▸ **Zadanie do wykonania**
Wybierz z materiału poniżej wszystkie wiersze, w których pojawia się słowo „headlight”, i przepisz je bez zmian.

▸ **Materiał do użycia**
----------

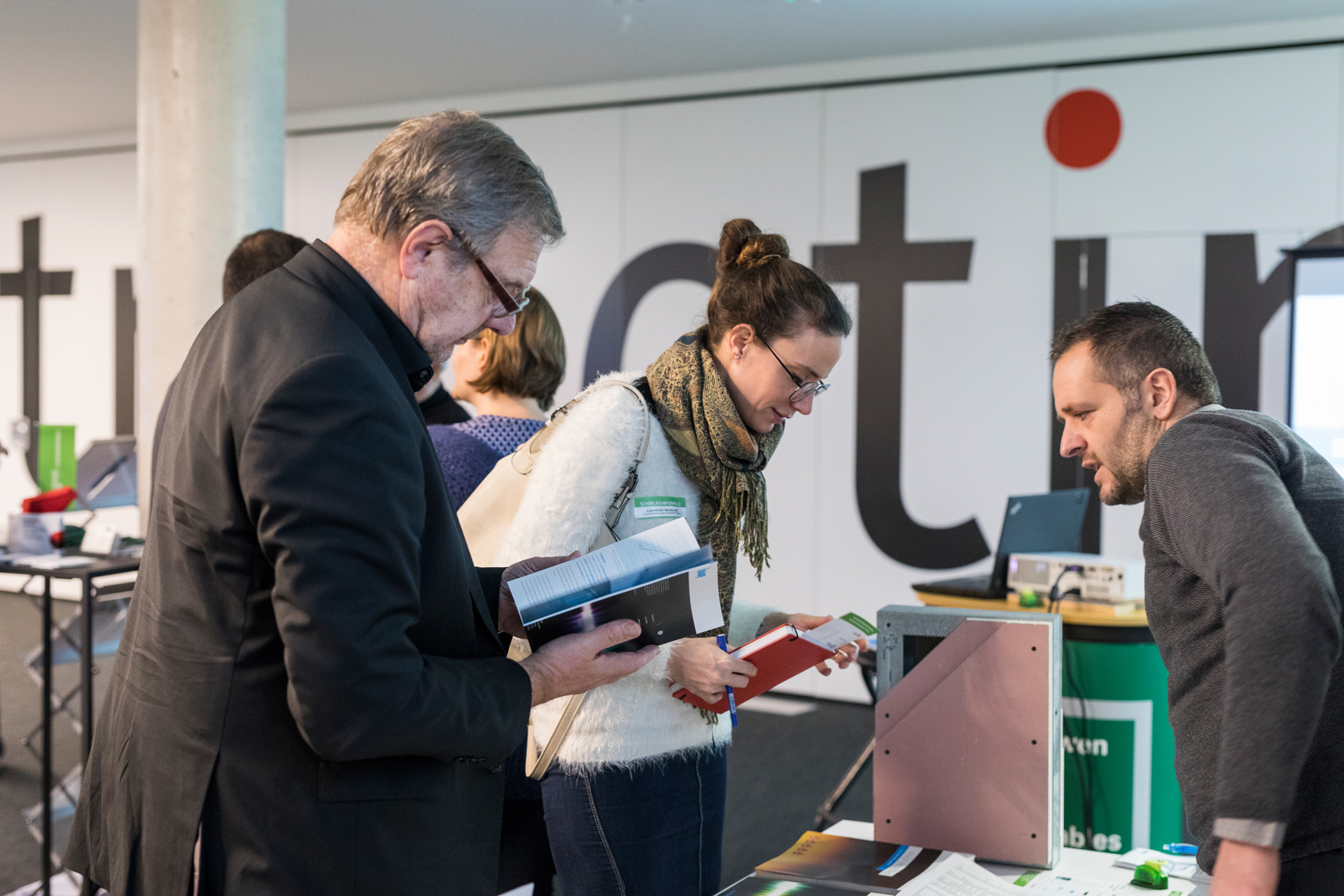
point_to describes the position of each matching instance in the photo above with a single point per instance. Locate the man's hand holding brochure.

----------

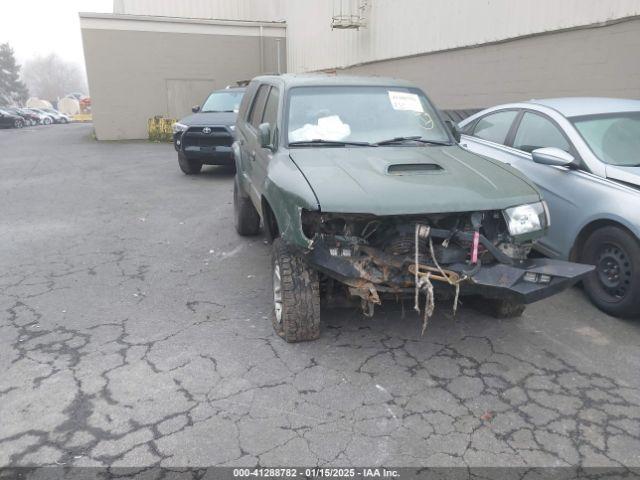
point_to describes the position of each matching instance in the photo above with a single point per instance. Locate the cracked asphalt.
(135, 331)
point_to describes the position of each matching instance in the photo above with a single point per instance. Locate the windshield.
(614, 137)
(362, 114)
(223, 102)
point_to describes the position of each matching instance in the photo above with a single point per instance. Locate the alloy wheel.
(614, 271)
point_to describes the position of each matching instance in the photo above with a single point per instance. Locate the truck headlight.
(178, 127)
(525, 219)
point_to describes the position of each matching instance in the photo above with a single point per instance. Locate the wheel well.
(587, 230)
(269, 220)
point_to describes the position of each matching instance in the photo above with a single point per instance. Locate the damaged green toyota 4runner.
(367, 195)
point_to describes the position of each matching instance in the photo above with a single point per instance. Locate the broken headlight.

----------

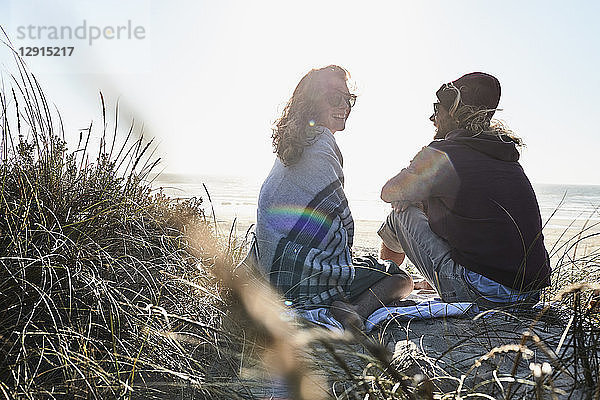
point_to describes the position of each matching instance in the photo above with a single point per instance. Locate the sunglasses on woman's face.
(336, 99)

----------

▸ **Rozwiązanie**
point_to describes the position of each matching instance in the photo above with a single point per instance. Locate the truck headlight.
point_to describes the position of each matching instance in the photo above with a single point per instance. Locate the broken headlight.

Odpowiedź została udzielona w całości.